[Reading text Boundary: Start]

KODIAK — Kodiak currently has just one operating marijuana retail store –– but, by the end of the year, it may have three. Kodiakan Janiese Stevens has plans to set up a marijuana retail store called Wildflower at 158 Alimaq Drive on Near Island.
“I’ve always been an advocate for the industry,” Stevens said. “I’ve always felt like it made sense –– twenty years ago, I felt like it made sense. So I’m excited to see this happen in my lifetime, and it’s definitely something I’ve always been interested in.”
Stevens was born and raised in Kodiak and has lived on the island for most of her life. She and her husband co-own several commercial fishing vessels; she also earns a living as a certified accountant.
“I’ve been doing that (accountancy) for quite a few years. Between my husband and I, we have four kids who are starting to get older –– as are we,” she said. “We’ve invested in fishing a lot, but now we’re thinking we’re kind of going to shift gears here a little in the second stage of life.”

[Reading text Boundary: End]
[Dataset content Boundary: Start]

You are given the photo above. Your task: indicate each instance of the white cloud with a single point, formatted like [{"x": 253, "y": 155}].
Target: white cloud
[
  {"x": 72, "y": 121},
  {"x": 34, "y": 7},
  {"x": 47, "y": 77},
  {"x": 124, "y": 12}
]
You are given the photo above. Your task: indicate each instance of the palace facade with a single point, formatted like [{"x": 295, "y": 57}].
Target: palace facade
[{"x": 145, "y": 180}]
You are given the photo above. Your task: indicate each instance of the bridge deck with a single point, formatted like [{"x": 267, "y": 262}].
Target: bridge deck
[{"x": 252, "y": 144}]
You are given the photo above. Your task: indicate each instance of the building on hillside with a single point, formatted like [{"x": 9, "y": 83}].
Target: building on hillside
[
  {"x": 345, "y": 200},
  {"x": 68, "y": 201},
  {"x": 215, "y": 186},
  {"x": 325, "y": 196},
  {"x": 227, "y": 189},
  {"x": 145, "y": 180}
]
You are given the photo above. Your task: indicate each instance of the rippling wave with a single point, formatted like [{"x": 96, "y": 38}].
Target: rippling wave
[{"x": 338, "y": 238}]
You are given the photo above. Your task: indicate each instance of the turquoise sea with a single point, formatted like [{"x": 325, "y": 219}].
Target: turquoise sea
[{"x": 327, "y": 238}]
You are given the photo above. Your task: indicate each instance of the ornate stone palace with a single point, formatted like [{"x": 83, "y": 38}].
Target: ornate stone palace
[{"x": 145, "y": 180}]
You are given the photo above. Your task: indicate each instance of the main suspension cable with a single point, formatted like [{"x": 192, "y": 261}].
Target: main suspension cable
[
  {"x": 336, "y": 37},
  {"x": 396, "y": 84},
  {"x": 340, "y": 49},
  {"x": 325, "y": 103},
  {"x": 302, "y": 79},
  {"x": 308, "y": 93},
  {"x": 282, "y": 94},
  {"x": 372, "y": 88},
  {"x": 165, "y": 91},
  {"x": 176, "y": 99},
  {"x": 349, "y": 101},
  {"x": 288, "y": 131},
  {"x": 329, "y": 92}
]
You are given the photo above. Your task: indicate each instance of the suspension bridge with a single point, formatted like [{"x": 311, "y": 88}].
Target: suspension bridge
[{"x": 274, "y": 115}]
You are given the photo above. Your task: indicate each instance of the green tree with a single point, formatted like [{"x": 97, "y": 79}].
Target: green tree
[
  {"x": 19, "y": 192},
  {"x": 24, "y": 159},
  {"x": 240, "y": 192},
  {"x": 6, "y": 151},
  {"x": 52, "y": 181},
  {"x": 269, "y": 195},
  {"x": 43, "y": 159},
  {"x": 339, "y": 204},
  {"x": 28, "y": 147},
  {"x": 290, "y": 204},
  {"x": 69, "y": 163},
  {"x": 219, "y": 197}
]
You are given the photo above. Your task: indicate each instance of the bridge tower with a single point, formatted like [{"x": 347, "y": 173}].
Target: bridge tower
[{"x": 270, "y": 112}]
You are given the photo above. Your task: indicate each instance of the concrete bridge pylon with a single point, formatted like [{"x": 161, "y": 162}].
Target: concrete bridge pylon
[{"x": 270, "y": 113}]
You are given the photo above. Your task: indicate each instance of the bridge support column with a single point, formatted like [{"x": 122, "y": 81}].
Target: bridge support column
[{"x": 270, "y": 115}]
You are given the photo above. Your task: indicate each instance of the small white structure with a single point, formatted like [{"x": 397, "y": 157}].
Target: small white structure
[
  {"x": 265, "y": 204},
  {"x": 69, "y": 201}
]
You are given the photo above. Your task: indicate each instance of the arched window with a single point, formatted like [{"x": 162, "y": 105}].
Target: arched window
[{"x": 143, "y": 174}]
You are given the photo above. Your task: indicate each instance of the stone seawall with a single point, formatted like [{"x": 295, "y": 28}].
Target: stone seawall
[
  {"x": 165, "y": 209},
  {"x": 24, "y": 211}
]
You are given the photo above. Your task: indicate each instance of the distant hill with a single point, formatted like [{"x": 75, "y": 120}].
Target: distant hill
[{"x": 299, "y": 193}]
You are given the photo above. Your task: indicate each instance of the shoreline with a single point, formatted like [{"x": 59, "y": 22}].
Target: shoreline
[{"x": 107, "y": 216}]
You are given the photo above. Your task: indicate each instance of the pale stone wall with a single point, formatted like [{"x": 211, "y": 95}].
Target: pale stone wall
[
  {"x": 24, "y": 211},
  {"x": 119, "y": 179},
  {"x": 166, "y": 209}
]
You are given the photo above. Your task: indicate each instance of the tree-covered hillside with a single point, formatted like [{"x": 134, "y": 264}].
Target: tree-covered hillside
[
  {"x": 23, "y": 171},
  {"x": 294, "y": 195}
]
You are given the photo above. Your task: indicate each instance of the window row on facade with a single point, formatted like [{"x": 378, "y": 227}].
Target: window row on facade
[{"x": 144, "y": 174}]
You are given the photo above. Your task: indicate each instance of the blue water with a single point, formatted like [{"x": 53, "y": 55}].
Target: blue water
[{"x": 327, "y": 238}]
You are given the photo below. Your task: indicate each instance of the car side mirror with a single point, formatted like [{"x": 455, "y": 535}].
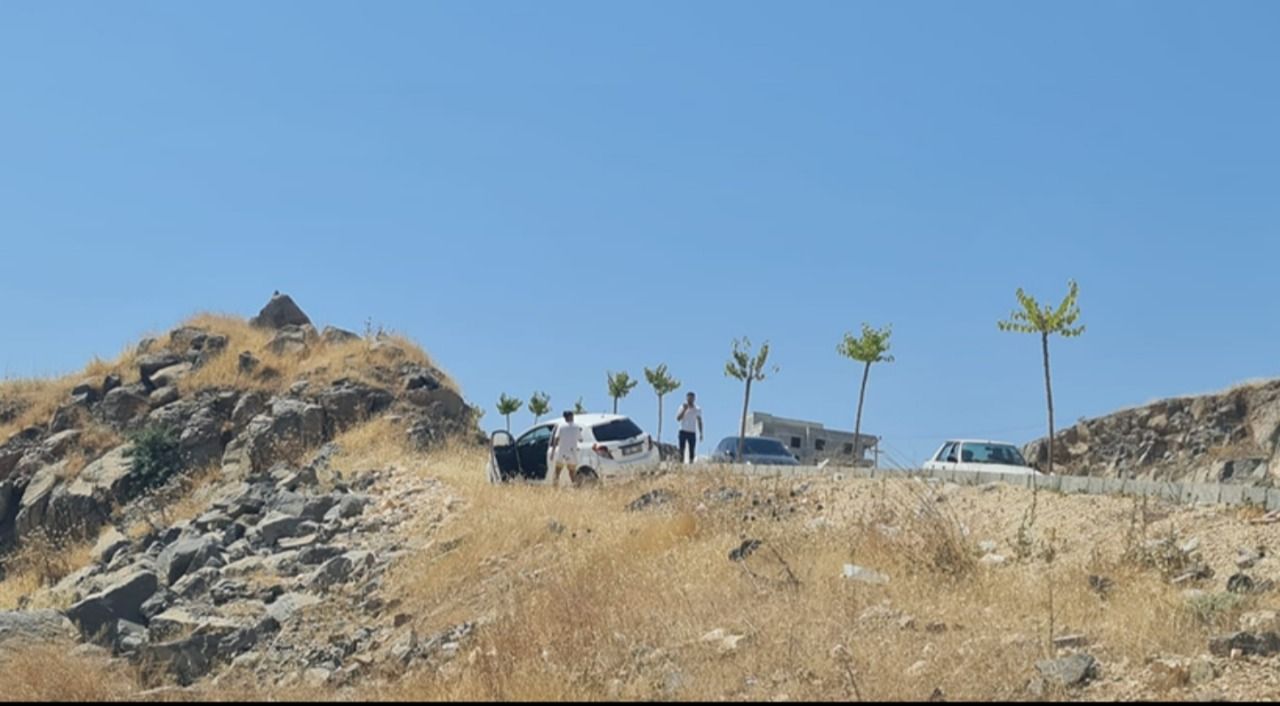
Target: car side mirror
[{"x": 501, "y": 439}]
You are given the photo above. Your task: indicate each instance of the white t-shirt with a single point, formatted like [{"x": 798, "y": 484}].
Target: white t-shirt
[
  {"x": 568, "y": 438},
  {"x": 691, "y": 416}
]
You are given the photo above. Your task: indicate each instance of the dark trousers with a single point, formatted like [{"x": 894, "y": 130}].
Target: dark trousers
[{"x": 688, "y": 439}]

[Dataset content Boundary: End]

### Required tasks
A. In the article about the planned Kodiak marijuana store, can you substitute "tax consultant" for "certified accountant" and write out the passage starting at "Stevens was born" and ending at "a certified accountant."?
B. Can you resume the article about the planned Kodiak marijuana store, picking up after its last sentence?

### Responses in order
A.
Stevens was born and raised in Kodiak and has lived on the island for most of her life. She and her husband co-own several commercial fishing vessels; she also earns a living as a tax consultant.

B.
Stevens has been granted approval to open her marijuana retail store from the state, though the building will still requires an inspection. She is currently working on the storefront, while waiting for final approval from the Kodiak Island Borough Assembly and Kodiak City Council.
Kodiak has one marijuana store open for business –– High Rise LLC, 104 Center St. Another store, The Dejavu Cannabis Company, has already had its license approved by the state and a building to house the store is being erected behind The Rendezvous Bar and Grill. The island also has a fully operational, though small-scale, marijuana cultivation facility called Bells Flats Botanicals, products of which are now available to purchase at High Rise.
If successful, however, Stevens will Kodiak’s first business-owner to pull off simultaneously growing and selling the product. She said that she initially had the idea to commercially cultivate marijuana several years ago, around when a 2014 ballot measure resulted in legalization.
“Alaska’s kind of cool, because we’re a state that allows multiple licenses,” Stevens said. “Certain states like Washington, you wouldn’t be able to hold both a cultivation and a retail –– it’s one or the other.”
She and her husband own a warehouse in town, and Stevens was initially planning on using it to set up a legal grow-op. Due to the warehouse’s proximity to East Elementary, however, municipal codes stymied the effort –– but Stevens had a contingency plan.
She, along with a business partner Dan Coglianese, are in the process of setting up a cultivation facility, called Alaska Lovin It, in Homer.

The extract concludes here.